**Brief:** Gather every line in the rows below that contains the word "target", and copy each one unchanged.

**Records for the task:**
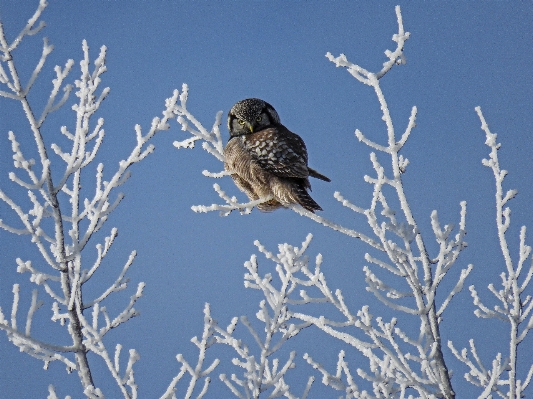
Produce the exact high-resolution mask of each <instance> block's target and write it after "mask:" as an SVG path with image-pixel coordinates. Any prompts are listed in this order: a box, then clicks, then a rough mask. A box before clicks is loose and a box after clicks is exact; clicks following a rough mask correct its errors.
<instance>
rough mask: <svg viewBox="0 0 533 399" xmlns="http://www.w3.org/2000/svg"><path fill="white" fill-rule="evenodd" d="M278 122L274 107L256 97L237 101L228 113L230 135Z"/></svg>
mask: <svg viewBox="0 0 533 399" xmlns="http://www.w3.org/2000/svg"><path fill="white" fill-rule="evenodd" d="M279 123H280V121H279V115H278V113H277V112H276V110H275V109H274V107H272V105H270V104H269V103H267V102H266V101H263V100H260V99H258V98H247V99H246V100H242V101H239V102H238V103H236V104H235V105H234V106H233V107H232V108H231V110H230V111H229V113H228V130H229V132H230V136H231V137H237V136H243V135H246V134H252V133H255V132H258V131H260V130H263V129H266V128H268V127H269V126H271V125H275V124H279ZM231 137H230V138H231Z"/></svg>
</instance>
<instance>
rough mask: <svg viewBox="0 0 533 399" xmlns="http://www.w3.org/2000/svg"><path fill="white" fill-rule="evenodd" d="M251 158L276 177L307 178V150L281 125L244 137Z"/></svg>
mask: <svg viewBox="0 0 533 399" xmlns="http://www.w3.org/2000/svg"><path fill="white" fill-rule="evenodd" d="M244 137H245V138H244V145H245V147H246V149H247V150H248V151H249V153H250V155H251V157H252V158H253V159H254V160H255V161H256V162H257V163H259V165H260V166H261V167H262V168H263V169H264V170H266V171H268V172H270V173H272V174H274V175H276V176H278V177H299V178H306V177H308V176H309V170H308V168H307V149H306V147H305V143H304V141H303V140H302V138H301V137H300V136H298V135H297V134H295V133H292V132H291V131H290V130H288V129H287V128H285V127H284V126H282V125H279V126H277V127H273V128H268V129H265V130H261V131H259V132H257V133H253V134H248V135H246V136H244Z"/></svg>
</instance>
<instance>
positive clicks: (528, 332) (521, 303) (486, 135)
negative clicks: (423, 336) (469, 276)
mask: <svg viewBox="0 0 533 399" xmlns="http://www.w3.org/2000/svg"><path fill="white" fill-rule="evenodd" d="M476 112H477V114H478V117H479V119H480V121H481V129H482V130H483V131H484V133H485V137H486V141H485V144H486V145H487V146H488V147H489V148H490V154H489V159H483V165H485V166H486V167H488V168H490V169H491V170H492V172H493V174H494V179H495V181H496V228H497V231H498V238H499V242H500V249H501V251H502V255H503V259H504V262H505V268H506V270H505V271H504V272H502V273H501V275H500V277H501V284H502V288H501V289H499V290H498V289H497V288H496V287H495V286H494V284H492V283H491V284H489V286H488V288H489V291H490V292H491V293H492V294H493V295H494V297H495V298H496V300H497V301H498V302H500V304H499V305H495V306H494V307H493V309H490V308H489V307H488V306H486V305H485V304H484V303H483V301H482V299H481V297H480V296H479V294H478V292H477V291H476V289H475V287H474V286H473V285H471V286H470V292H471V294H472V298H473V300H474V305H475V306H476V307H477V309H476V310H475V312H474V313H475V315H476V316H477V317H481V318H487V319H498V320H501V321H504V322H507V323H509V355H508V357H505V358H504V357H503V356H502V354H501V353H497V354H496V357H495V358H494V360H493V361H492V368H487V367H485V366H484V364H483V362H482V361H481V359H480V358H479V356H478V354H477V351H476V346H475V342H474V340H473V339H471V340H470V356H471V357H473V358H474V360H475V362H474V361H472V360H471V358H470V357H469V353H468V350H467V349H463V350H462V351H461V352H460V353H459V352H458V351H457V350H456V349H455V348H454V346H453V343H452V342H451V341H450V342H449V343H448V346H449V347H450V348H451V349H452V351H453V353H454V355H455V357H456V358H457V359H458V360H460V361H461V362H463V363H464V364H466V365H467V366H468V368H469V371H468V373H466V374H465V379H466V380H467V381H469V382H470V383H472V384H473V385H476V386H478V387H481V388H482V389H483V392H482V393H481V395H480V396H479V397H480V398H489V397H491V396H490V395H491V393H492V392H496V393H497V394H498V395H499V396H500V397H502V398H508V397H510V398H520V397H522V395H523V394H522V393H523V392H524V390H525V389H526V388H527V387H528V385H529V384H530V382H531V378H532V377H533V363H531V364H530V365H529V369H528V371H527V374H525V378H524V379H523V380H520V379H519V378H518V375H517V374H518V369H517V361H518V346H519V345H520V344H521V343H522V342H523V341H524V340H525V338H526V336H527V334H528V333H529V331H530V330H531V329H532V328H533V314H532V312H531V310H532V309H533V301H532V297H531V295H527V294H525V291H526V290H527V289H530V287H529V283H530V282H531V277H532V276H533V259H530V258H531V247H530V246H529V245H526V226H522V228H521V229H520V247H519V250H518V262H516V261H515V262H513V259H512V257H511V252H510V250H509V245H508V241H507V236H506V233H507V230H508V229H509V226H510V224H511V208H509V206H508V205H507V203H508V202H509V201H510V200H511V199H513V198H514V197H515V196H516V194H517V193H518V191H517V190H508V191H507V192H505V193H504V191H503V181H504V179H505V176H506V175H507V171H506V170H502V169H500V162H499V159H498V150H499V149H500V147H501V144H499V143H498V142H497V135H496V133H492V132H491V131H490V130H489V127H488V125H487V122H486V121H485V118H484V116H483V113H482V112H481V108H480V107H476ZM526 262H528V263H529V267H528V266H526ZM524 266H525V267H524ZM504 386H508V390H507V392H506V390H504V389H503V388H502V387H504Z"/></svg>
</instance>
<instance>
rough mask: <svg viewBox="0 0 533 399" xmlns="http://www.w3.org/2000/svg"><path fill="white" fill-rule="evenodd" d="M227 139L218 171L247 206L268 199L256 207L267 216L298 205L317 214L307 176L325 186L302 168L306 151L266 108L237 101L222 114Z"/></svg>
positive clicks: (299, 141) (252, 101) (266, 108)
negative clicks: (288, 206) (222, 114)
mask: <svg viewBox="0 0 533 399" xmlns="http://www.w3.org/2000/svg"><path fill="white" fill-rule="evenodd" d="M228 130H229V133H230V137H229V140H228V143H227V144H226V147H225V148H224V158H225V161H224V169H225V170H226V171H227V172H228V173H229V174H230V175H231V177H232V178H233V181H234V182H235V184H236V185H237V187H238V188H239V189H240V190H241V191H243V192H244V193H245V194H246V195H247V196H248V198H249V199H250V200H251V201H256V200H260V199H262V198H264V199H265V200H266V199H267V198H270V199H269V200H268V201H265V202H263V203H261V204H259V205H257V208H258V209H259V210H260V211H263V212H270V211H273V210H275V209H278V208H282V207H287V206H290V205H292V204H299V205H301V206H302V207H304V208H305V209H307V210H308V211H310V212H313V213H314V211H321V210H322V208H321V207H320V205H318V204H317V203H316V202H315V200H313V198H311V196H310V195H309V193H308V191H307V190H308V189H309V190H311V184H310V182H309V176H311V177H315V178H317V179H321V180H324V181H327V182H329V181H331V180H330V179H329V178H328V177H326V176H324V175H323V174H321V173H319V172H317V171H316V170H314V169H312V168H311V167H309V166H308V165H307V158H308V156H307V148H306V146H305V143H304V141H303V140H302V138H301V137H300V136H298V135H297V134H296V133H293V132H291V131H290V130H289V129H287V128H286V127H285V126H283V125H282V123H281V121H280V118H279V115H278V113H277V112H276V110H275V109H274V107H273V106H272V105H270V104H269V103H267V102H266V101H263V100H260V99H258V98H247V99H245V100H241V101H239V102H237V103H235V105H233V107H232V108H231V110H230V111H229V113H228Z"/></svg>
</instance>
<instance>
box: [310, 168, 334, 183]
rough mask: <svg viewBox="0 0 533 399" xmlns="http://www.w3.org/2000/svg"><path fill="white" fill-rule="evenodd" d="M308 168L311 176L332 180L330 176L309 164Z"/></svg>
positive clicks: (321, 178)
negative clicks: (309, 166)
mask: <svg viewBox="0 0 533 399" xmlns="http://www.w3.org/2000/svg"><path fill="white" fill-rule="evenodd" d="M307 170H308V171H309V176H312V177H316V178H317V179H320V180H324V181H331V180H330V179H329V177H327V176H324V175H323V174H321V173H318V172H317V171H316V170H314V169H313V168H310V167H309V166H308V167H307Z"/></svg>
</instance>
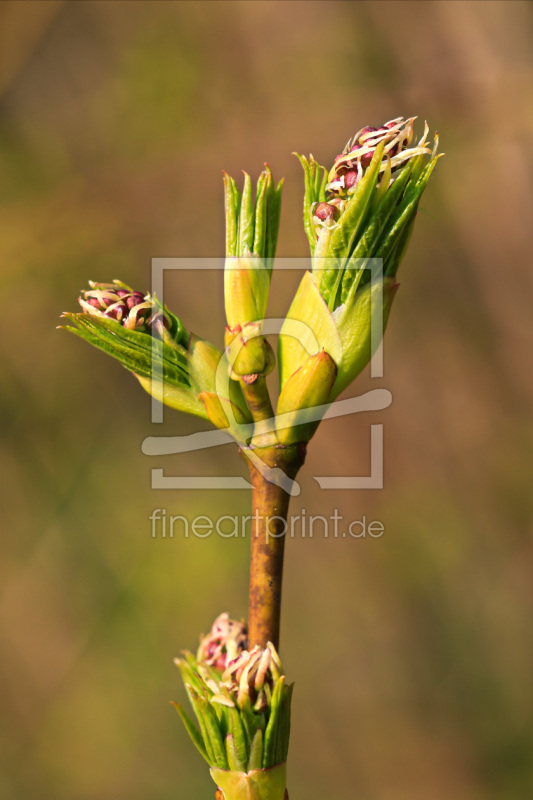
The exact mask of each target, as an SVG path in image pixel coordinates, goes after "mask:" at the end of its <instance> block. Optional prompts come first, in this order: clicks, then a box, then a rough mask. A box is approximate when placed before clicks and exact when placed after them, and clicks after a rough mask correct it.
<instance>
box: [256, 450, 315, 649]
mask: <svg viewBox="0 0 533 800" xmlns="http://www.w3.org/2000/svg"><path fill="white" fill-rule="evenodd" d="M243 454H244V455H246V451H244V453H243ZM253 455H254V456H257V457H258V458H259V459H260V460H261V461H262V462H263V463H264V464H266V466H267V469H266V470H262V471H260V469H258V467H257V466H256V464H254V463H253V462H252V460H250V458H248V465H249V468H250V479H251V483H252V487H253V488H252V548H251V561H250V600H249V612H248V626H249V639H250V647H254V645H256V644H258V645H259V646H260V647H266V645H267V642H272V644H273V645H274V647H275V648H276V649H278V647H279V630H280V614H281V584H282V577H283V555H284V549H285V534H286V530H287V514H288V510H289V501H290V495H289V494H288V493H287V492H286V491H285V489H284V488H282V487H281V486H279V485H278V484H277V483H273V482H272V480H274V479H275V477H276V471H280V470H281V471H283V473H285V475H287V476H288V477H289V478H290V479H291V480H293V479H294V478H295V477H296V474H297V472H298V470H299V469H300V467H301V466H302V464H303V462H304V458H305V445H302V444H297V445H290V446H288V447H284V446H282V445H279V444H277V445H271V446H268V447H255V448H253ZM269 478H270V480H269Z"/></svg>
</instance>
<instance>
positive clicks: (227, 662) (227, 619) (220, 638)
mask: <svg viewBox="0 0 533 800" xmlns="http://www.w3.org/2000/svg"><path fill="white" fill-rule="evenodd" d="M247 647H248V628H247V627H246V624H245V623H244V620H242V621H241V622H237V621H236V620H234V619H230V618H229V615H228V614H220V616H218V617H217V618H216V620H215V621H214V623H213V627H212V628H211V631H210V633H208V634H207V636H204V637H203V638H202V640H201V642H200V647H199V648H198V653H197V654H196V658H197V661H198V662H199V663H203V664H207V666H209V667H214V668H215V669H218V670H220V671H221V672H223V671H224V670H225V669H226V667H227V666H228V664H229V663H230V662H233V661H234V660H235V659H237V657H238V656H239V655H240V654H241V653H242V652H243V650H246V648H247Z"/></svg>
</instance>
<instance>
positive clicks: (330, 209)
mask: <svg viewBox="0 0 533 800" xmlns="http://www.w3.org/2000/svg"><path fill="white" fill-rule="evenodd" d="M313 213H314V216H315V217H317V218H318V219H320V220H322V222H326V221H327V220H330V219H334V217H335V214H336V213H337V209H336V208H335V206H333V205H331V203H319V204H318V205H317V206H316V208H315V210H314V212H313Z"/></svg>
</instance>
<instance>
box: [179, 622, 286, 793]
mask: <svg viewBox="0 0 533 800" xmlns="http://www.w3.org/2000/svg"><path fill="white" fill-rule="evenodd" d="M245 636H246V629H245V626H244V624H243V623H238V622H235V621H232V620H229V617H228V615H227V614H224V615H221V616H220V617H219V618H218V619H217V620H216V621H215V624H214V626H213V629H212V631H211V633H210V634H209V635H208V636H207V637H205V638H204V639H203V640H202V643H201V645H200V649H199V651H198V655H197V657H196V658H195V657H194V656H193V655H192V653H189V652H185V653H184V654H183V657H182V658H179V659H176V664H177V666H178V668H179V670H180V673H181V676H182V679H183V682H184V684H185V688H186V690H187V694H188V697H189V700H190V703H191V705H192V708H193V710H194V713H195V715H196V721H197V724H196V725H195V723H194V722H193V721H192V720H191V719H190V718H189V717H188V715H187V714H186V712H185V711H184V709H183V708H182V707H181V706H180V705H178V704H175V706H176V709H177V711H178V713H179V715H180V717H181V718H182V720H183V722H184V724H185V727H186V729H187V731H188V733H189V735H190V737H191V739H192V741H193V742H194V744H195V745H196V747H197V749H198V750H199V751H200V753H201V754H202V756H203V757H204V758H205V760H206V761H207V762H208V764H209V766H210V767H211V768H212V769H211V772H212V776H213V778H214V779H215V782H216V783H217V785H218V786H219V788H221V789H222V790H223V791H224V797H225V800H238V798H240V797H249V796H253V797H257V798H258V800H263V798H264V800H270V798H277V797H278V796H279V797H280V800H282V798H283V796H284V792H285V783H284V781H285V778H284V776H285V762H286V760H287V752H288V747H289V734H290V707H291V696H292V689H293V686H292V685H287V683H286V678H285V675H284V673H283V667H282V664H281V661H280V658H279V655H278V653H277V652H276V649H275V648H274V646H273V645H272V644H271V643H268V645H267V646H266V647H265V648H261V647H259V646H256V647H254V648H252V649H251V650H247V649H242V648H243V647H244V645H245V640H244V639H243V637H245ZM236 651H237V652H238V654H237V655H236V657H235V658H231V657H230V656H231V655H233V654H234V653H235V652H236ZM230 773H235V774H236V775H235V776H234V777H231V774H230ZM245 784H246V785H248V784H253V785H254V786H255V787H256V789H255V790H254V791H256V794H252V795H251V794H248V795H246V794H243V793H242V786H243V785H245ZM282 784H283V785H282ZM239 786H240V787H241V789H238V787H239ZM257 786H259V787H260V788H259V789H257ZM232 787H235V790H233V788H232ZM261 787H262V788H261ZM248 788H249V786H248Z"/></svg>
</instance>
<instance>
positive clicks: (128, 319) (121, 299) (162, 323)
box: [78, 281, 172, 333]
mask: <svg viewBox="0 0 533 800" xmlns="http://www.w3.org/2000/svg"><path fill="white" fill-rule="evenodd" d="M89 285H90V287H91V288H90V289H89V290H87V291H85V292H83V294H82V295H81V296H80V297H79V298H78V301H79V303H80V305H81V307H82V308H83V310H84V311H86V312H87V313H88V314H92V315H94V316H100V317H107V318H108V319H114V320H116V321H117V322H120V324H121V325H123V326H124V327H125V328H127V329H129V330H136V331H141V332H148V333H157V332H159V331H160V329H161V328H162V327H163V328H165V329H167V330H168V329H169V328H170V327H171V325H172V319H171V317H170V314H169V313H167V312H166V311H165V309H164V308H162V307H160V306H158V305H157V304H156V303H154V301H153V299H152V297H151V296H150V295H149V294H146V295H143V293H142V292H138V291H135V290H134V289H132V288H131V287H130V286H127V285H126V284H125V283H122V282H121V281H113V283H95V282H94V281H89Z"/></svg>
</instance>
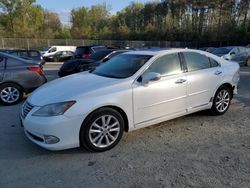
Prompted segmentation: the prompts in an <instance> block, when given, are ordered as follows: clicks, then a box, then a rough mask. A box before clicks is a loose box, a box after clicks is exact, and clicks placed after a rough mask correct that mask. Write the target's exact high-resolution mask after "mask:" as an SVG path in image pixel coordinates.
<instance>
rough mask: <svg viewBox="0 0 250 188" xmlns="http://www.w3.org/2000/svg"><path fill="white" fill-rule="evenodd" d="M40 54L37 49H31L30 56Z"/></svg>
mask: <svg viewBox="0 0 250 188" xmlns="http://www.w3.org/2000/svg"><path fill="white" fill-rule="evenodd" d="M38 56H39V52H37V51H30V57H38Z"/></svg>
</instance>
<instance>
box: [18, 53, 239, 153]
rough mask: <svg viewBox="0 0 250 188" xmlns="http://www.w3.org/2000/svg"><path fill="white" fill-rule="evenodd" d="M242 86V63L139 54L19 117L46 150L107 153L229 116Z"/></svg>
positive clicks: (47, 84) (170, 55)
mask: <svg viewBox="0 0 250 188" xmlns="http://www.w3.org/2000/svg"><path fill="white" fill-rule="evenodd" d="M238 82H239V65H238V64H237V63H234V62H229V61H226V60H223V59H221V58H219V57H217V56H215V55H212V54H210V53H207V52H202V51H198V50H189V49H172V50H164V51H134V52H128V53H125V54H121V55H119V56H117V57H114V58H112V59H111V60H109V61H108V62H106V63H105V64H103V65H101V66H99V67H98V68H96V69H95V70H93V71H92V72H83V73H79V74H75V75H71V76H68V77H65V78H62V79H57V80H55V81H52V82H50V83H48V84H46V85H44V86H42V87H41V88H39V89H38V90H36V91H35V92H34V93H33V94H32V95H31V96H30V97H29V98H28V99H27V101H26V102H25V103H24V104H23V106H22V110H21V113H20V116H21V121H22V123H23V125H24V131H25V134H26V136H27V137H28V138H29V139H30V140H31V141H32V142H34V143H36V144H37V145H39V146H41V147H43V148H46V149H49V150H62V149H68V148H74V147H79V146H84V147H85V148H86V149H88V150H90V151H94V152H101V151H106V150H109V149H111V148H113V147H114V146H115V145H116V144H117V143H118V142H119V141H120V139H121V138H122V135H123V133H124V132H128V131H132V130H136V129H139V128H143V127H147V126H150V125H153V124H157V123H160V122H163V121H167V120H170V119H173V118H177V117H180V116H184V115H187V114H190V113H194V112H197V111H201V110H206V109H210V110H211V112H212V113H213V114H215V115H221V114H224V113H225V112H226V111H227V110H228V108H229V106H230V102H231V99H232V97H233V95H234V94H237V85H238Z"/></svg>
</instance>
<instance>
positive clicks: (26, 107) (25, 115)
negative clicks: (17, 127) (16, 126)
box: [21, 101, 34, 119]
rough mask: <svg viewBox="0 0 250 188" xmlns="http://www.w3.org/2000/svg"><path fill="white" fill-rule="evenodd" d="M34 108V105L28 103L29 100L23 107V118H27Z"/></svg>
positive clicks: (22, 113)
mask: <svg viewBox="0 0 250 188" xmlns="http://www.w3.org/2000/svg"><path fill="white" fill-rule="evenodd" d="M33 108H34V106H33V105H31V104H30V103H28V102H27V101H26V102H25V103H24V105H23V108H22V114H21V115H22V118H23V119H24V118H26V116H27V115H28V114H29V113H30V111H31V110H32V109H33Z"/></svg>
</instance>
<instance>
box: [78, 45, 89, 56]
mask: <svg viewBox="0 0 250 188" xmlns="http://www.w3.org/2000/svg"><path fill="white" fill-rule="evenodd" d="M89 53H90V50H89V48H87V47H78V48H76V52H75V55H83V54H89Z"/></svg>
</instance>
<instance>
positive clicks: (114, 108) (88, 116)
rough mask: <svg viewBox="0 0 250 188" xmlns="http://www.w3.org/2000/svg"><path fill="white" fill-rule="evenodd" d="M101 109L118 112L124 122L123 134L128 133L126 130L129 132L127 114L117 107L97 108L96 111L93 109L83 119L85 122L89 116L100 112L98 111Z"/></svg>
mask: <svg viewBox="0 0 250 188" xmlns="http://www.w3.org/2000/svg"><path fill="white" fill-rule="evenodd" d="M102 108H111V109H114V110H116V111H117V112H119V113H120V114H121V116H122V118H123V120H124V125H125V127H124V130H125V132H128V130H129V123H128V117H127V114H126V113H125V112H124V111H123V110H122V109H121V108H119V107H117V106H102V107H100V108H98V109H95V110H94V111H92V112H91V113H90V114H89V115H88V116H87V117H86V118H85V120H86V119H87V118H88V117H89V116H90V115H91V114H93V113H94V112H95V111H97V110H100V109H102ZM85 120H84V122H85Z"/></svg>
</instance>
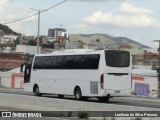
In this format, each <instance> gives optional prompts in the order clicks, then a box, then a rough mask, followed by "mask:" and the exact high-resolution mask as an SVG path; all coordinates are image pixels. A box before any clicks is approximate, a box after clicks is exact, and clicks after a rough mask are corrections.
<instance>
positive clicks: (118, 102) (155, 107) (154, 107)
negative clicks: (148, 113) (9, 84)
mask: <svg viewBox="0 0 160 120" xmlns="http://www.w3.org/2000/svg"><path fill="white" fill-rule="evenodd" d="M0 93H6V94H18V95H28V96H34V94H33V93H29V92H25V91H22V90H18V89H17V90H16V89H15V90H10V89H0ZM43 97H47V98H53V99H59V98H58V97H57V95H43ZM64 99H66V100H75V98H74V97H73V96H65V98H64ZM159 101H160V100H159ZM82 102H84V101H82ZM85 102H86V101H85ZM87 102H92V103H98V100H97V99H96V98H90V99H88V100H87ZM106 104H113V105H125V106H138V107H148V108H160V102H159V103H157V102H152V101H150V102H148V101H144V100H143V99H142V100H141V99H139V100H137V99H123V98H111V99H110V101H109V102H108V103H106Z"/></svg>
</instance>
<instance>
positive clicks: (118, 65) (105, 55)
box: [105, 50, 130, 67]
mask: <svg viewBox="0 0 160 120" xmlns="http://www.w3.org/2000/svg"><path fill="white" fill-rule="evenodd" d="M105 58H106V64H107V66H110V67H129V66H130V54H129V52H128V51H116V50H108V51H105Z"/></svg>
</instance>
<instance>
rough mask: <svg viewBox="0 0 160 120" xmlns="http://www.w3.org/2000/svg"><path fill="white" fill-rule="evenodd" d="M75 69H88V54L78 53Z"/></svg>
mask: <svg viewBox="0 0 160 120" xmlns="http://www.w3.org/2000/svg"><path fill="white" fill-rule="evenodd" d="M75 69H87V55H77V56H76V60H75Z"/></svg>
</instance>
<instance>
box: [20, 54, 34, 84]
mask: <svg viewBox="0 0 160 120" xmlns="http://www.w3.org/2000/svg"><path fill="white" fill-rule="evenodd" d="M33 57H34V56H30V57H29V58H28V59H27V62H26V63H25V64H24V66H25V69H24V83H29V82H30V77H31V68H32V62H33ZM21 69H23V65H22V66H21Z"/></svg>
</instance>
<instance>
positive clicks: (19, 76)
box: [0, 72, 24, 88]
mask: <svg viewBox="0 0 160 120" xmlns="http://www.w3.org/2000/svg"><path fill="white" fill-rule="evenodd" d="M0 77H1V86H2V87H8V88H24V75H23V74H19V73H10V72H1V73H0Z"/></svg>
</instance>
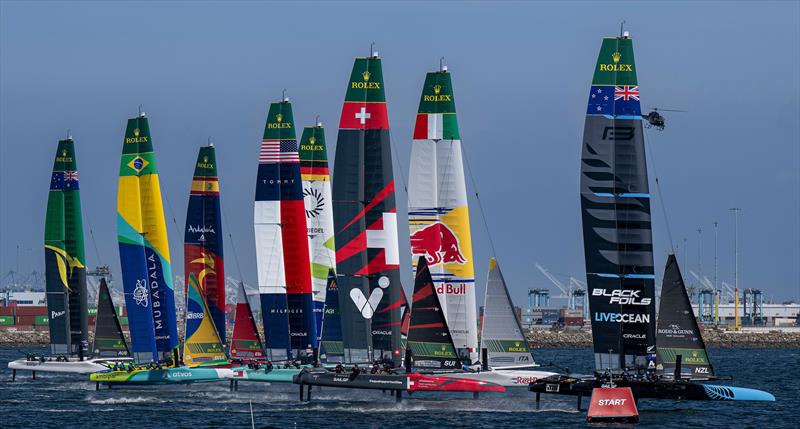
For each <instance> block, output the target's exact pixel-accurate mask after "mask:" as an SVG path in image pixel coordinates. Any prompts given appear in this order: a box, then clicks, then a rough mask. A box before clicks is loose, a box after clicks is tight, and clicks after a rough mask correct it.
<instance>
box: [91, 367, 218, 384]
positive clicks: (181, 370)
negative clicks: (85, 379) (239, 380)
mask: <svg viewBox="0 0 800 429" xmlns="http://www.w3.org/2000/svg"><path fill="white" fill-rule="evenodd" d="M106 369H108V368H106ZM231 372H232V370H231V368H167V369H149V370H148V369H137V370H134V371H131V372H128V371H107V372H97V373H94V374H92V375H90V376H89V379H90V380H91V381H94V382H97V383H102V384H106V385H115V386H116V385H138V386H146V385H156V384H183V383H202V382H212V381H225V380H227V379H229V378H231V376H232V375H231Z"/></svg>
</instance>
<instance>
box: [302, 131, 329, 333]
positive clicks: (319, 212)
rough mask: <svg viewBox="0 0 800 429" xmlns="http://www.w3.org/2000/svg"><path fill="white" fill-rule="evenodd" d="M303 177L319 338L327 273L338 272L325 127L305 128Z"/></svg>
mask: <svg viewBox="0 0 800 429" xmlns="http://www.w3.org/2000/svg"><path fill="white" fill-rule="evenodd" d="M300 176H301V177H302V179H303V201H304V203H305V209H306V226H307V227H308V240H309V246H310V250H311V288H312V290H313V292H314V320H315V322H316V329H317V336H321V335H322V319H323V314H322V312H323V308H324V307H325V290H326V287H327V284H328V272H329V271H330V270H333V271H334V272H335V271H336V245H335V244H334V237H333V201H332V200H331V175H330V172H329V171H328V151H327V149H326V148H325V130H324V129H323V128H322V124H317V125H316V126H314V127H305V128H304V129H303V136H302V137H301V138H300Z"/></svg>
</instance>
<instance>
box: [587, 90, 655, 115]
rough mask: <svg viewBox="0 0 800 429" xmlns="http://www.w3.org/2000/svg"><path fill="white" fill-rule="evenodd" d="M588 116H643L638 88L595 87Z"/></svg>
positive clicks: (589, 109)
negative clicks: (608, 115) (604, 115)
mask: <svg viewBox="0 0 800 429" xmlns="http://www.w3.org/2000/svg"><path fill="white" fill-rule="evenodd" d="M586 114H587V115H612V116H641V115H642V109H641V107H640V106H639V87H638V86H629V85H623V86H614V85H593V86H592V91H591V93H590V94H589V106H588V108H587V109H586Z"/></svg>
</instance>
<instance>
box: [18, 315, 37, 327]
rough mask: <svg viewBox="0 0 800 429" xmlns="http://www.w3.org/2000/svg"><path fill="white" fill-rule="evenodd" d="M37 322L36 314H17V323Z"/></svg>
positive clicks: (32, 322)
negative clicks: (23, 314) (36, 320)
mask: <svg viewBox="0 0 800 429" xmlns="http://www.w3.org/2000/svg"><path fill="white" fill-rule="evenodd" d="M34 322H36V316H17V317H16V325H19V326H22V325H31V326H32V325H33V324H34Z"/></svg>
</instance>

**Written reply:**
Produce the exact high-resolution mask of each <instance> block's target and write it after "mask:" as an SVG path with image-pixel coordinates. Any prompts are listed in this order: a box, then clicks, then a rough mask. A box before clicks is loose and a box after clicks is exact; clicks following a rough mask correct its errors.
The exact mask of each target, as an SVG path in image pixel coordinates, goes after "mask:" at the end of its <instance> block. Optional prompts come first, in this order: clicks, then a box, then a rough mask. A box is approximate when placed before clicks and exact when placed after them, and clicks after a rough mask correct it.
Prompted segmentation: the prompts in an <instance> block, when given, are ordered as follows: clicks, then a box, then a rough mask. A box before clicks is a loose box, a box after clicks is exact, and clicks placed after a rough mask correct that mask. Write the target's exact high-resolution mask after "mask:" as an SVG path in image pixel coordinates.
For each <instance> block, output the target's exact pixel-accurate mask after "mask:" as an SVG path in image pixel coordinates. Any prompts given appear in this order: a box, then clicks, then a rough mask. A box before clicks is loose, a box after clicks is tight, and clicks after a rough mask correct it.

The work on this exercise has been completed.